WHAT YOU ARE ASKED TO DO. Please give the listing again in full, leaving out its images.

*** EXERCISE INPUTS ***

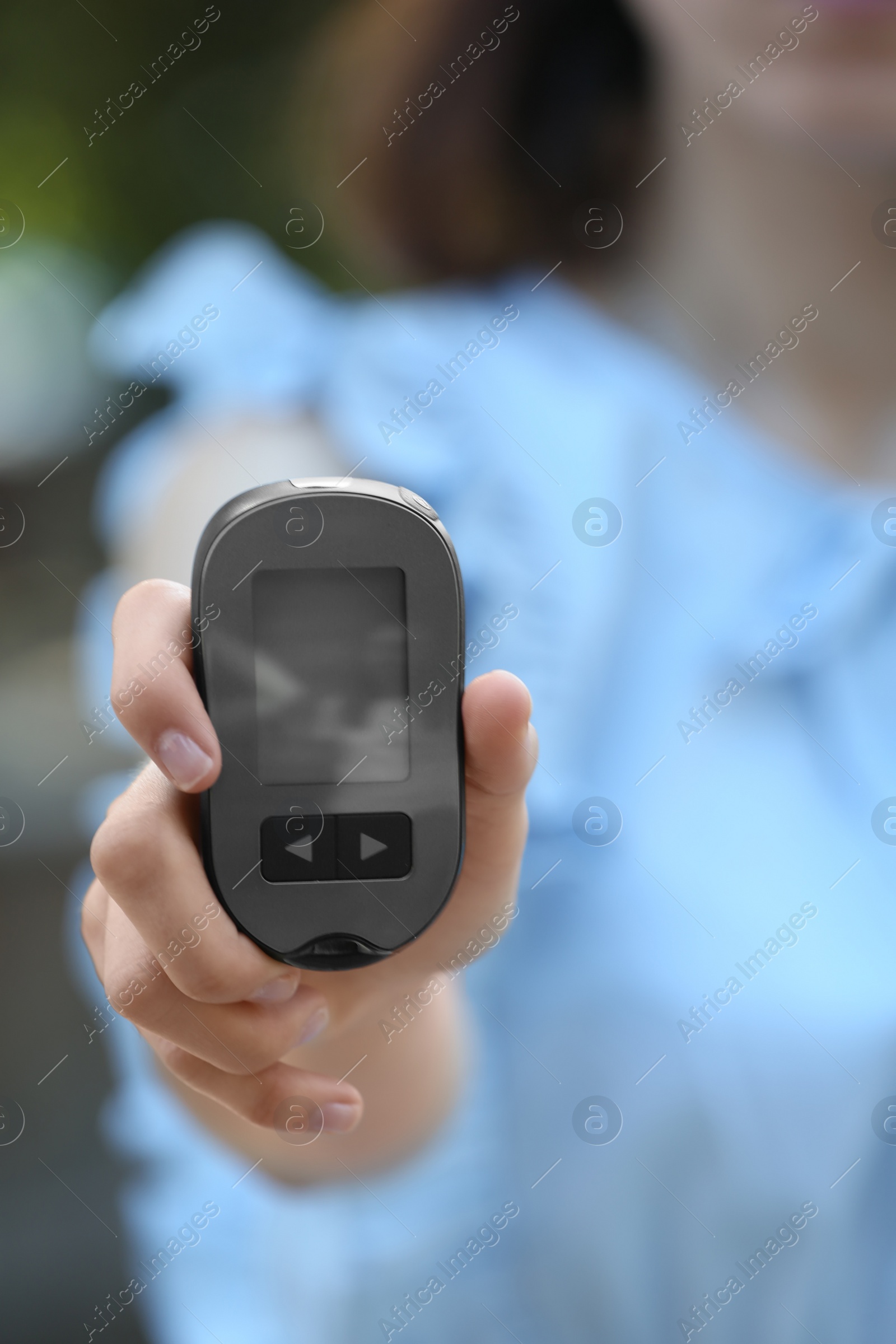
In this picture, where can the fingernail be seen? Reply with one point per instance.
(339, 1116)
(314, 1027)
(276, 991)
(183, 758)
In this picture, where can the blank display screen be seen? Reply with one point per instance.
(331, 669)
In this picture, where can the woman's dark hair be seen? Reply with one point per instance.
(483, 128)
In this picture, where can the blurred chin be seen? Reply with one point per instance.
(847, 109)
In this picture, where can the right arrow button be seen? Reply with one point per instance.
(374, 846)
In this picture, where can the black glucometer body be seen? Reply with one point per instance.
(334, 676)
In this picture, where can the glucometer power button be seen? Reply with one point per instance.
(416, 502)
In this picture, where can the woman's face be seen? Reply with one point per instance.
(830, 65)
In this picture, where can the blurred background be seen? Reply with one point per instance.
(78, 216)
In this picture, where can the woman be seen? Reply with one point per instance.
(661, 1105)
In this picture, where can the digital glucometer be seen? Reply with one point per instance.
(334, 679)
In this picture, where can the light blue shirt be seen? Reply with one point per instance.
(745, 791)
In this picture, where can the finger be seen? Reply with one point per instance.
(500, 743)
(257, 1099)
(500, 754)
(146, 858)
(95, 922)
(237, 1038)
(152, 689)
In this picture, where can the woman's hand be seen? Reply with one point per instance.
(225, 1019)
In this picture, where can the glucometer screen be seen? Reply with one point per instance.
(331, 669)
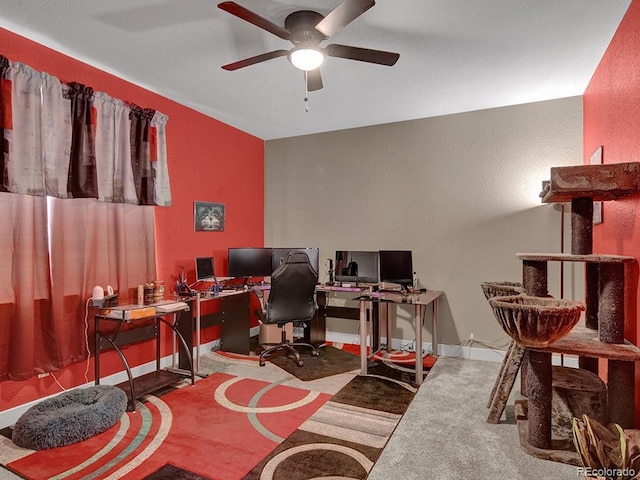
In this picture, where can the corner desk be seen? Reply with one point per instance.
(316, 332)
(419, 301)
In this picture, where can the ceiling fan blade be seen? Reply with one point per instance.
(253, 60)
(247, 15)
(362, 54)
(342, 15)
(314, 80)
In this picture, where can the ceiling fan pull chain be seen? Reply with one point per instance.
(306, 93)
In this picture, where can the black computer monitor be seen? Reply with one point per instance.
(279, 254)
(396, 266)
(356, 266)
(250, 262)
(204, 268)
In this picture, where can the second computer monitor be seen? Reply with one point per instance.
(204, 268)
(250, 262)
(356, 266)
(396, 266)
(279, 254)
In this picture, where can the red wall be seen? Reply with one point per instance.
(208, 161)
(611, 119)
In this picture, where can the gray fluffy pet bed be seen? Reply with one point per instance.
(70, 417)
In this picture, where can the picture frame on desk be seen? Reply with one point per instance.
(208, 217)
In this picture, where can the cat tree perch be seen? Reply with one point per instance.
(602, 335)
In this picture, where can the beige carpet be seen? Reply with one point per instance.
(444, 434)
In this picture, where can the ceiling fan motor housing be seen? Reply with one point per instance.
(302, 24)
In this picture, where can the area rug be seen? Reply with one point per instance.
(344, 438)
(331, 361)
(218, 429)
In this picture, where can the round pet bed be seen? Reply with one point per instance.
(70, 417)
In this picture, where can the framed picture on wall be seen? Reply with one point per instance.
(208, 217)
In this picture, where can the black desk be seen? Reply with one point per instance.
(230, 310)
(149, 328)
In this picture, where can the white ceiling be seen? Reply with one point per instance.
(455, 55)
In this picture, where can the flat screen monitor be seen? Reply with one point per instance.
(204, 268)
(279, 254)
(396, 266)
(250, 262)
(356, 266)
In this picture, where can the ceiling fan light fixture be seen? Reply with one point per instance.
(306, 58)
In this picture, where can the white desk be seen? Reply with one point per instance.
(419, 301)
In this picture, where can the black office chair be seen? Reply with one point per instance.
(291, 299)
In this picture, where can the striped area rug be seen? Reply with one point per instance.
(344, 438)
(217, 429)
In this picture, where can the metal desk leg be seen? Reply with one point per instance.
(434, 328)
(363, 337)
(419, 309)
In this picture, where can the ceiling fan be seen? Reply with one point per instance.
(306, 29)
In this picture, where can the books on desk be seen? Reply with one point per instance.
(129, 312)
(170, 306)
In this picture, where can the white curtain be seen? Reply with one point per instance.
(60, 136)
(60, 142)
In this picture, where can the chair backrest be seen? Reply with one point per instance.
(292, 293)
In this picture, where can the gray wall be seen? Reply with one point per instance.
(460, 191)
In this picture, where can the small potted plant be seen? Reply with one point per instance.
(609, 453)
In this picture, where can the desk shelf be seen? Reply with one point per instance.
(150, 382)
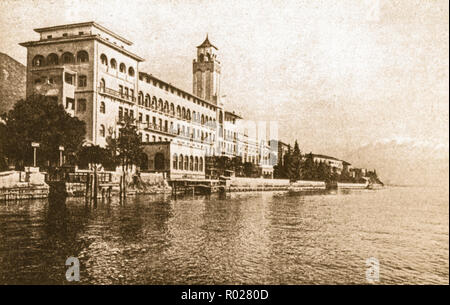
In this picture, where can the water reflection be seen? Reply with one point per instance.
(239, 238)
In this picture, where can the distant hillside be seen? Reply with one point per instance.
(12, 82)
(406, 163)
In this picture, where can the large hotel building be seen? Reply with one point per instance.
(88, 69)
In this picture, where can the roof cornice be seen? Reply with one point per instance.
(90, 23)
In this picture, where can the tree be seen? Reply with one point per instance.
(41, 119)
(3, 163)
(295, 163)
(308, 167)
(92, 156)
(128, 146)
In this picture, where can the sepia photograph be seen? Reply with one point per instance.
(204, 144)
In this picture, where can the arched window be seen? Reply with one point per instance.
(180, 162)
(166, 106)
(159, 161)
(104, 59)
(113, 64)
(82, 81)
(102, 107)
(82, 56)
(200, 164)
(102, 85)
(81, 105)
(68, 58)
(102, 130)
(38, 61)
(52, 59)
(144, 162)
(175, 161)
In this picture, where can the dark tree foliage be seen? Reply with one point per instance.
(126, 150)
(41, 119)
(309, 168)
(93, 155)
(3, 162)
(294, 165)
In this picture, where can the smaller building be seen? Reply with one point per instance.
(278, 151)
(336, 164)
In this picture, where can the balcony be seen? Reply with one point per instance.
(117, 94)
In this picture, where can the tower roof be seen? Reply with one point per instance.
(207, 44)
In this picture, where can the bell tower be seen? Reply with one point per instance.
(206, 73)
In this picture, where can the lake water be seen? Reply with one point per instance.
(241, 238)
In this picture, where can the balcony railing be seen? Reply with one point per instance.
(117, 94)
(172, 132)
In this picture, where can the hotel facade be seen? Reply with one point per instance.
(90, 71)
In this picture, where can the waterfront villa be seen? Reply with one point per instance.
(90, 70)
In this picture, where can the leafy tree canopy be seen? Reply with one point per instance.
(41, 119)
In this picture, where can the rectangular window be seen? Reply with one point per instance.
(70, 103)
(81, 105)
(82, 81)
(120, 113)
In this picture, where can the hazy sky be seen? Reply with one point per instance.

***

SOLUTION FOR THIS EXERCISE.
In this picture, where can the fingernail be seen? Reply with one point per instance.
(339, 1116)
(314, 1027)
(276, 991)
(183, 758)
In this picture, where can the blank display screen be seen? Reply with one point per instance.
(331, 669)
In this picture, where can the woman's dark hair be seen? Reply with one point per instance.
(483, 128)
In this picture, where can the blurred chin be seen? Reply with one point per instance.
(847, 109)
In this picture, where can the right arrow button be seen? Reply with one point per instance.
(374, 846)
In this picture, where can the black glucometer body be seen? Reply with one point per instance.
(334, 676)
In this picture, where can the glucometer power button be seen? Reply with one point per instance.
(416, 502)
In this picture, where can the woman's face be seen? Reply with one point per instance.
(830, 65)
In this picture, where can the blurred background be seen? Reply with one point per instance.
(78, 216)
In this picture, where can the woman be seen? Reply with one point per instance.
(661, 1105)
In this picture, where can the digital glucometer be seen? Reply with one point per instance.
(334, 679)
In this picture, where can the light blue shirt be seen? Reply with one point per instance.
(745, 791)
In this picture, where can the finger be seen? Reply with one point per instance.
(500, 743)
(257, 1099)
(500, 754)
(146, 858)
(95, 922)
(237, 1038)
(152, 689)
In this picture, where can the woman's hand be seen? Reply with one point per instance.
(225, 1019)
In this picture, where can the glucometer screen be seen? Reply with one point per instance.
(331, 669)
In this picture, where can the corner desk be seen? Reply with one point per instance.
(316, 332)
(419, 301)
In this picture, where can the ceiling fan blade be seen? Reply with one point per instance.
(253, 60)
(247, 15)
(362, 54)
(342, 15)
(314, 80)
In this picture, where can the ceiling fan pull chain be seen? Reply with one point per instance.
(306, 93)
In this picture, where can the black computer monitor be seen? Reply with one point per instance.
(279, 254)
(396, 266)
(356, 266)
(250, 262)
(204, 268)
In this picture, where can the second computer monitor be seen? Reply with one point per instance.
(204, 268)
(250, 262)
(356, 266)
(396, 266)
(279, 254)
In this picture, where can the red wall be seen? Reply with one point per instance.
(208, 161)
(611, 119)
In this picture, where can the gray fluffy pet bed be seen? Reply with one point per instance.
(70, 417)
In this picture, where can the picture frame on desk be seen? Reply with one point per instance.
(208, 217)
In this picture, where can the cat tree perch be seen? Reply with one point per instance.
(602, 335)
In this picture, where can the beige carpet be seen? Reply with one point per instance.
(444, 434)
In this picture, where can the ceiling fan motor housing be seen? Reply with one point per instance.
(302, 24)
In this picture, where can the area rug be seen? Reply with one point per instance.
(344, 438)
(331, 361)
(218, 429)
In this picture, where can the round pet bed be seen? Reply with one point per instance.
(70, 417)
In this picture, where can the framed picture on wall be seen? Reply with one point per instance.
(208, 217)
In this picture, where can the black desk be seen? Reply with one point per instance.
(230, 310)
(149, 328)
In this picture, where can the white ceiling be seen? Reply with one point per instance.
(455, 55)
In this picture, where can the flat screen monitor be seen? Reply with one point per instance.
(204, 268)
(279, 254)
(396, 266)
(250, 262)
(356, 266)
In this picture, where can the ceiling fan light fixture be seen? Reply with one point per instance.
(306, 58)
In this picture, where can the white desk be seen? Reply with one point per instance.
(419, 301)
In this picture, where can the black office chair be seen? Reply with one point per instance.
(291, 299)
In this picture, where can the striped area rug be seen? Reply with one point per instance.
(344, 438)
(217, 429)
In this picture, where can the metal desk leg be seen? Reply with one point per instance.
(434, 328)
(363, 337)
(419, 309)
In this picture, where can the ceiling fan be seen? Reply with one point per instance.
(306, 29)
In this picture, where can the books on desk be seen? Reply with one point per instance.
(129, 312)
(170, 306)
In this picture, where can the white curtain be seen? Reply with one point per instance.
(60, 136)
(60, 142)
In this picture, where can the chair backrest be seen? Reply with one point per instance.
(292, 293)
In this picture, where can the gray wall be seen? Reply with one point per instance.
(460, 191)
In this picture, where can the small potted plant be seen? Reply with one point per instance.
(609, 453)
In this picture, where can the desk shelf be seen? Reply with one point per instance.
(150, 382)
In this picture, where can the water reflection be seen? Reply with one point per instance.
(239, 238)
In this picture, where can the distant hillside be seen? Reply with one point per instance.
(12, 82)
(406, 163)
In this picture, where can the large hotel building be seen? Reply with one point per instance.
(88, 69)
In this picture, where can the roof cornice be seen? Reply with one point per instance.
(90, 23)
In this picture, where can the tree be seen? Reply with one point per instance.
(41, 119)
(3, 163)
(295, 163)
(308, 167)
(92, 156)
(128, 146)
In this picture, where can the sepia photograph be seen? Reply with one point per instance.
(204, 144)
In this picture, where can the arched window be seen? Reply with one point per instance.
(180, 162)
(166, 106)
(159, 161)
(104, 59)
(113, 64)
(82, 81)
(102, 107)
(82, 56)
(200, 164)
(102, 85)
(81, 105)
(68, 58)
(102, 130)
(38, 61)
(52, 59)
(144, 162)
(175, 161)
In this picture, where can the dark tree foliage be seen? Reply with one point per instance.
(126, 150)
(41, 119)
(309, 168)
(93, 155)
(3, 162)
(294, 165)
In this picture, where can the smaller building be seen? Reply with one point per instance.
(278, 151)
(336, 164)
In this picture, where can the balcony be seen? Reply with one point per instance.
(117, 94)
In this picture, where can the tower roof be seen? Reply with one point per instance.
(207, 44)
In this picture, where can the bell tower be seen? Reply with one point per instance.
(206, 73)
In this picture, where can the lake water be seen? Reply with one point per instance.
(241, 238)
In this picture, where can the balcony railing be seen? Reply with one point per instance.
(117, 94)
(172, 132)
In this picture, where can the hotel facade be seen? Reply with one point per instance.
(90, 71)
In this picture, where can the waterfront villa be seen? Reply with one point per instance.
(90, 70)
In this picture, where can the leafy tree canopy be seen? Reply with one point per instance.
(41, 119)
In this picture, where can the rectangular window be seen? Reply with one point per instance.
(70, 103)
(81, 105)
(82, 81)
(120, 113)
In this picture, where can the hazy sky be seen? Reply with one point per instance.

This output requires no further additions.